Today, a tale of two secret weapons. The University of Houston's College of Engineering presents this series about the machines that make our civilization run, and the people whose ingenuity created them.

The late days of WW-II finally brought the war to my quiet home in Minnesota. Since Tokyo was over 6000 miles away, our mutual slaughter had largely been carried out in the Pacific Ocean. Then, in January, 1945, we learned about Japan's secret weapon. She was trying to ignite our mainland with incendiary bombs.

The bombs drifted over North America, carried by 30-foot-diameter balloons. They were made of fine Japanese mulberry paper called washi. The bomb was mounted on a horizontal ring below the balloon, along with a complex array of small sandbags.

The hydrogen expanded by day, and the balloon rose until a sensor detected that it was too high. Then it vented some hydrogen. As the balloon shrank by night it fell until another sensor dropped sandbags. Finally, after three such cycles, the sensor lit a long fuse and vented the remaining hydrogen. The balloon then landed on American soil, and, soon after, it exploded.

At first we thought these bombs were being released by submarines off the West Coast. But the balloons were too big and far too numerous. They would've taken too many submarines!

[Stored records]
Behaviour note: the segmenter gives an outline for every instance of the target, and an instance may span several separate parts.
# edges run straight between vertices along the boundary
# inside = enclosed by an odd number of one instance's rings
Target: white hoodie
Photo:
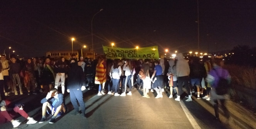
[[[183,77],[189,75],[190,69],[188,62],[184,59],[182,53],[178,54],[177,56],[178,61],[176,64],[176,74],[177,77]]]

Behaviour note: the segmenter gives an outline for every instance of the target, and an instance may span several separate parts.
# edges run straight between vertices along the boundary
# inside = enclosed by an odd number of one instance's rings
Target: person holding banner
[[[99,87],[98,96],[105,94],[104,92],[105,83],[106,81],[106,62],[105,61],[106,58],[103,55],[99,56],[99,59],[97,65],[96,66],[96,74],[95,75],[95,84],[99,84]],[[102,86],[102,90],[101,91]]]
[[[131,71],[132,70],[131,66],[131,60],[128,59],[125,62],[125,63],[124,65],[123,70],[125,71],[125,82],[123,86],[122,89],[123,91],[122,94],[120,95],[121,96],[126,96],[126,86],[128,84],[129,86],[130,91],[129,93],[127,94],[127,95],[131,95]]]

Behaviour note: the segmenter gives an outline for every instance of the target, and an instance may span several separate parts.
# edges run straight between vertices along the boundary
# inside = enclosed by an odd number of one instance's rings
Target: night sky
[[[207,52],[208,44],[210,52],[256,45],[256,1],[199,1],[199,52]],[[91,21],[102,8],[93,22],[97,53],[112,42],[118,47],[157,45],[159,55],[166,49],[171,54],[197,51],[196,0],[1,0],[0,53],[6,49],[9,53],[9,46],[23,57],[71,51],[72,37],[74,50],[91,47]]]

» **Your tasks**
a: In the passage on the balloon bombs, starting with "The bombs drifted" and going on through "after, it exploded.", substitute "ballast bags" for "sandbags" and write out that part again.
b: State whether each statement agrees with the passage on the balloon bombs, answering yes or no and quoting the deciding words of the passage: (i) The balloons were made of a Japanese mulberry paper called washi. (ii) The bomb was mounted on a vertical ring above the balloon. (iii) After three cycles, the sensor lit a long fuse.

» **Results of the exercise**
a:
The bombs drifted over North America, carried by 30-foot-diameter balloons. They were made of fine Japanese mulberry paper called washi. The bomb was mounted on a horizontal ring below the balloon, along with a complex array of small ballast bags.

The hydrogen expanded by day, and the balloon rose until a sensor detected that it was too high. Then it vented some hydrogen. As the balloon shrank by night it fell until another sensor dropped ballast bags. Finally, after three such cycles, the sensor lit a long fuse and vented the remaining hydrogen. The balloon then landed on American soil, and, soon after, it exploded.

b:
(i) Yes: "They were made of fine Japanese mulberry paper called washi."
(ii) No: "The bomb was mounted on a horizontal ring below the balloon"
(iii) Yes: "Finally, after three such cycles, the sensor lit a long fuse"